▶ **Set of tasks**
(A) Answer these questions from the article on pandemic farm aid:
(i) Through what date will the stopgap spending bill passed by the House keep the government funded?
(ii) What position does Anne Schechinger hold, and at what organization?
(iii) According to Taxpayers for Common Sense, from what amount to what amount have farm subsidies grown since the beginning of the year?
(B) Write the next part of the article on pandemic farm aid, continuing after its last sentence.

The Trump administration has doled out tens of billions in aid to farmers hit by the pandemic-induced recession and is looking to provide them more funds in upcoming legislation.
The historic assistance shows the importance President Trump and members of Congress place on the agriculture industry, which is spread across key swing states.
The House Tuesday passed a stopgap spending bill that will keep the government funded through Dec. 11 after the two parties worked out a deal to include $21 billion in Agricultural Department farm subsidies requested by the White House in return for $8 billion in food stamps that Democrats wanted.
The farm subsidies replenished by the House spending bill may go to farms and will particularly benefit producers aligned with Trump, some agricultural economists said.
“The Trump administration wants the farm subsidies to give a lot of money to his base of voters in rural areas less than two months before election,” said Anne Schechinger, senior economic analyst at the Environmental Working Group, a nonprofit advocacy group. “It makes one wonder about the timing.”
Most of the coronavirus farm subsidy payments thus far have gone to the largest and wealthiest farms, while many of the smallest farms struggle financially, Schechinger said, based on an analysis done by her organization using data from the Agriculture Department.
For decades, the Agriculture Department has used the Commodity Credit Corporation, which essentially functions as its bank, to provide funding to stabilize and support farm income and commodity prices through various subsidy programs.
These farm subsidies have already more than doubled from $15 billion to $33 billion since the beginning of the year as lawmakers responded to the pandemic-induced economic recession, according to the Taxpayers for Common Sense, a nonpartisan budget watchdog.
The farm subsidies will be simpler and easier for farmers to apply for in the coming weeks compared to earlier in the pandemic, which, some industry experts say, creates doubt about the program.

(Stored data entries)

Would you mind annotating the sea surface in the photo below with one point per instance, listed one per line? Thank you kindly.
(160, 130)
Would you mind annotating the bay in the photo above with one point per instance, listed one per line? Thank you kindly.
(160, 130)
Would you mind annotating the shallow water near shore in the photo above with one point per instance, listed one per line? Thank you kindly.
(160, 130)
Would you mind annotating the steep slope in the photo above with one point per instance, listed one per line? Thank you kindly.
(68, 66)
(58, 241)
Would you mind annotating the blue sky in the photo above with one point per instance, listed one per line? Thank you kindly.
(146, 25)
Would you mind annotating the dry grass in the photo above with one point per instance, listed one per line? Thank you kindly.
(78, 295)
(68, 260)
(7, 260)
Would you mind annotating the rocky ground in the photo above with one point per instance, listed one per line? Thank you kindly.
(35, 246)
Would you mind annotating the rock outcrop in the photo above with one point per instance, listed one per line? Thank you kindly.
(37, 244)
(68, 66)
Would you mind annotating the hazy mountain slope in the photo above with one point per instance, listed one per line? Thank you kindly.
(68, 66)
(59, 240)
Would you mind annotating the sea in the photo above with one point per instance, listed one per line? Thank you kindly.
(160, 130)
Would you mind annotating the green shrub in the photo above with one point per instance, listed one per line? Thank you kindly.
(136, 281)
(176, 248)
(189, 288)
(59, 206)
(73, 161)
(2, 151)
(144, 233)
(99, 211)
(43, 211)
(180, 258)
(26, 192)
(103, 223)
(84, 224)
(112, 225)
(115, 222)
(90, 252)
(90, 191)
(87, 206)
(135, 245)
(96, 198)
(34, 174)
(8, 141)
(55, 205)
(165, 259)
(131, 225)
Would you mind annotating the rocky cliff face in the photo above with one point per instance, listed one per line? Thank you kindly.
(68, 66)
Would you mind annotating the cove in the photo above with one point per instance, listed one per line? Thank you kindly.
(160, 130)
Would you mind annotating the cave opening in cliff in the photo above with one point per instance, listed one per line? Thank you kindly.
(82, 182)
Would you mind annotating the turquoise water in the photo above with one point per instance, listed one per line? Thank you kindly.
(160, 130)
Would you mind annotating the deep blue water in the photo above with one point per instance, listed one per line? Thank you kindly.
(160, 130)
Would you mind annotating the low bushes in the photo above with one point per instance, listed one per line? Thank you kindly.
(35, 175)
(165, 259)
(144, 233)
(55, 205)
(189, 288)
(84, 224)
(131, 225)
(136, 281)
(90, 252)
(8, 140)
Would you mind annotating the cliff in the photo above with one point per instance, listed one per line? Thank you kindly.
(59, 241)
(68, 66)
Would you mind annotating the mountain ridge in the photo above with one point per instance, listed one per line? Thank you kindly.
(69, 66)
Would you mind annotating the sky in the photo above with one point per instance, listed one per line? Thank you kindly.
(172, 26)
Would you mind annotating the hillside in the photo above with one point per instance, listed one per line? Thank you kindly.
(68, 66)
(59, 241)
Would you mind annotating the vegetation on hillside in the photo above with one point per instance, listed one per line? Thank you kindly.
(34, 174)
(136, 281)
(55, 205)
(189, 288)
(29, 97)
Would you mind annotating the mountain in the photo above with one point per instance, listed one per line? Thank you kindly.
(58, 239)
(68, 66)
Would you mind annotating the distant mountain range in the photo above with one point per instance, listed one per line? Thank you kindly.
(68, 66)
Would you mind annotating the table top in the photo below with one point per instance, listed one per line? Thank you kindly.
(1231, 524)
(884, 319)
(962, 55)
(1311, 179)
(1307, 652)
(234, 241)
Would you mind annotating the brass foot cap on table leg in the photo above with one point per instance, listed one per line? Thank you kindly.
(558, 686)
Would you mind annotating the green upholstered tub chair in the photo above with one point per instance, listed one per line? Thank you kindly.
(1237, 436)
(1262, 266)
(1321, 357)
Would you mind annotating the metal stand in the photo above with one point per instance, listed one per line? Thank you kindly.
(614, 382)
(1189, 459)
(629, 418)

▶ **Solved problems**
(A)
(i) Dec. 11
(ii) Senior economic analyst at the Environmental Working Group
(iii) From $15 billion to $33 billion

(B)
“The USDA subsidy program is designed to get cash to farmers as quickly as possible without asking too many questions and no restrictions on how they can spend it,” said Joseph Janzen, an agricultural economist at the University of Illinois.
Janzen added that most rural farmers and the agricultural industry have supported Trump and the Republican Party.
The process for determining subsidy size involves comparing the price of commodities a farm sold in early January, before the pandemic, to the price of the same commodities in late July. The difference between the two price points helps determine the size of the subsidy, which is limited to $250,000 per farmer.
Janzen said that the Agriculture Department “cherry-picked” the price data to make losses for farmers seem as large as possible to give them more money. He said that the price of most crops rose significantly from July to September, particularly big commodities such as soy and corn.
“Crop prices are looking much better than they have in quite a while. They’re not historically low, which also makes the timing of these farm subsidies a little strange,” said Schechinger.
However, the agriculture industry says the increased funding is justified.
“If the USDA doesn’t give farmers this money, it’ll be a huge disruption to their income stream,” said John Newton, chief economist at the American Farm Bureau, which represents the agriculture industry.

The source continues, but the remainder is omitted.